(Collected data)
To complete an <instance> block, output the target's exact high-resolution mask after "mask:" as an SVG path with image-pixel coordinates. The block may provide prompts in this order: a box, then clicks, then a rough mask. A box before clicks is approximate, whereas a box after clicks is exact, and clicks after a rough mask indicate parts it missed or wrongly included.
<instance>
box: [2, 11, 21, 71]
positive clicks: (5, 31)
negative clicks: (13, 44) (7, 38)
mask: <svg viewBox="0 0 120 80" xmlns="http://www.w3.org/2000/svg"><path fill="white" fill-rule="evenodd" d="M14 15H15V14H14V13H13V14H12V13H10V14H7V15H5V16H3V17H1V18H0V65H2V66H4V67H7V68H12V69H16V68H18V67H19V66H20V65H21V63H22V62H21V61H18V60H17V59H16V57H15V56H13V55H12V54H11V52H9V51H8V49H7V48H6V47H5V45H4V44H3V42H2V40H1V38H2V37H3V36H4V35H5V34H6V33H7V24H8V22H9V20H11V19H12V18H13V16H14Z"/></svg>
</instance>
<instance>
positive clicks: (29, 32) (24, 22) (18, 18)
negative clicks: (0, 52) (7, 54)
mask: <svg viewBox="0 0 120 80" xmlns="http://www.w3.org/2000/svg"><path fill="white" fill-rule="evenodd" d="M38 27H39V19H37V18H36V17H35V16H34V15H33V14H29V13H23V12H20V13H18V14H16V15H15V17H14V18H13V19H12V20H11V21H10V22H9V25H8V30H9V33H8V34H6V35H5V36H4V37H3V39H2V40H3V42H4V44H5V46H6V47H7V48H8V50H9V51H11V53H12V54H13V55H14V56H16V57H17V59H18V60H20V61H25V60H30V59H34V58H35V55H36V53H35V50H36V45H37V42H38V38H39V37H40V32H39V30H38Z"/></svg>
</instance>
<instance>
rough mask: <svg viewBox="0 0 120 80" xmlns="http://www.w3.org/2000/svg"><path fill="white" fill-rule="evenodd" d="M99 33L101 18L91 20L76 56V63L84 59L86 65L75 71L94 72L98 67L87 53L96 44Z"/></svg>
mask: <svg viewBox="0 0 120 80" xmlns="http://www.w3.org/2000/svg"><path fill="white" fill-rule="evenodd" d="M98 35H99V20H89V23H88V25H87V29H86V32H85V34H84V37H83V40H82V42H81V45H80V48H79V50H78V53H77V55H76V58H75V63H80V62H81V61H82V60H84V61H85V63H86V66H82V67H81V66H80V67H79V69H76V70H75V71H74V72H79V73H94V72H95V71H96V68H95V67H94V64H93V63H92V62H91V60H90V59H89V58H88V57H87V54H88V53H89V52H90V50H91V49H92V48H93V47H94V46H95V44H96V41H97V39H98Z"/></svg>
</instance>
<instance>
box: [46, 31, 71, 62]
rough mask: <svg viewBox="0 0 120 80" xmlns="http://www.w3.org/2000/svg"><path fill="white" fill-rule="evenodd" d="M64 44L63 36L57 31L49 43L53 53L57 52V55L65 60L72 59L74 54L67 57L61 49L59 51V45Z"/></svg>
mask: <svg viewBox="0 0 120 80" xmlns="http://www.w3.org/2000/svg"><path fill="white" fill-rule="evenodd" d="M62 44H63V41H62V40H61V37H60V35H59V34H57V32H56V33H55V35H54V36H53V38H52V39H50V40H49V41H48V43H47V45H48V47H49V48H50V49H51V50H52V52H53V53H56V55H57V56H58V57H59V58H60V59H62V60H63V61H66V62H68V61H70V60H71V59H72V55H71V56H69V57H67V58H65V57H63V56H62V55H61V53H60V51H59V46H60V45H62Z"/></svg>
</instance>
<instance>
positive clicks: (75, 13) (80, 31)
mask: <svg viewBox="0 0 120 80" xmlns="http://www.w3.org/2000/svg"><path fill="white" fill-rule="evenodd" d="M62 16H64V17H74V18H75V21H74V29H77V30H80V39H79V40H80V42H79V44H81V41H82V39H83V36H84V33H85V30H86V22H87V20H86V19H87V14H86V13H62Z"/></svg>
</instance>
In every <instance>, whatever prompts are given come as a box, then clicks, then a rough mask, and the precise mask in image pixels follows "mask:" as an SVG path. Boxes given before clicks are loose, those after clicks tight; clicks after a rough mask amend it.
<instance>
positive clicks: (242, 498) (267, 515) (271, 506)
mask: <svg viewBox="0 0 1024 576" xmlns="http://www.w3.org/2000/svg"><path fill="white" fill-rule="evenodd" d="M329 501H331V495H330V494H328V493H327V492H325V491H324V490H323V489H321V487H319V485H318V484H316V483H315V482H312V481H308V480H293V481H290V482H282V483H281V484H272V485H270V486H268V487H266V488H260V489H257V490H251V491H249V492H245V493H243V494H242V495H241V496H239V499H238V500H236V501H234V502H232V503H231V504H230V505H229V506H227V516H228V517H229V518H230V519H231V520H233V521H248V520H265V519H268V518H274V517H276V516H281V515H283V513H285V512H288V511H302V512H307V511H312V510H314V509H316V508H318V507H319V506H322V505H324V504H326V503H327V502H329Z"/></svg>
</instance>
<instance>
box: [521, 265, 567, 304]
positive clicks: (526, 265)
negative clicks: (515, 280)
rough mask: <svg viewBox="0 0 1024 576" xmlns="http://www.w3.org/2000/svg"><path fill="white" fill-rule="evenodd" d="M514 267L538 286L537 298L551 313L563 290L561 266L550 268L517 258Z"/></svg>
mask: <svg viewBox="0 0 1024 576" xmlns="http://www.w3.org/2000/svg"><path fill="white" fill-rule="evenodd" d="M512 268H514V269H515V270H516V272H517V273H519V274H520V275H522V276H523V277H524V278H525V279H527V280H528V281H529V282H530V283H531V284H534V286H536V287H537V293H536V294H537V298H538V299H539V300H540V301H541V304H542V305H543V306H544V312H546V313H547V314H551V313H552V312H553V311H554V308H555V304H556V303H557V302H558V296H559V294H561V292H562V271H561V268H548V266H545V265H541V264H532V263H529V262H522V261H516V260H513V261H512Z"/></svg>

• WORK TO BE COMPLETED: Return every line of the records that contains the string "clicks". Case counts.

• EXPECTED ANSWER:
To complete an <instance> block, output the target's exact high-resolution mask after "mask:" as an SVG path with image-pixel coordinates. The block may provide prompts in this order: a box, then clicks, then a rough mask. A box before clicks is approximate, whereas a box after clicks is exact, and clicks after a rough mask indicate parts it missed or wrongly included.
positive clicks: (5, 31)
negative clicks: (13, 44) (7, 38)
positive clicks: (29, 32) (24, 22) (18, 18)
negative clicks: (0, 52) (7, 54)
positive clicks: (75, 13) (80, 31)
In every <instance>, whatever prompts are given come as a box, then clicks, then a rough mask, and the precise mask in image pixels follows "mask:" as an SVG path. Boxes given before clicks are loose, those after clicks tight; clicks after a rough mask amend it.
positive clicks: (242, 498) (267, 515) (271, 506)
positive clicks: (526, 265)
negative clicks: (515, 280)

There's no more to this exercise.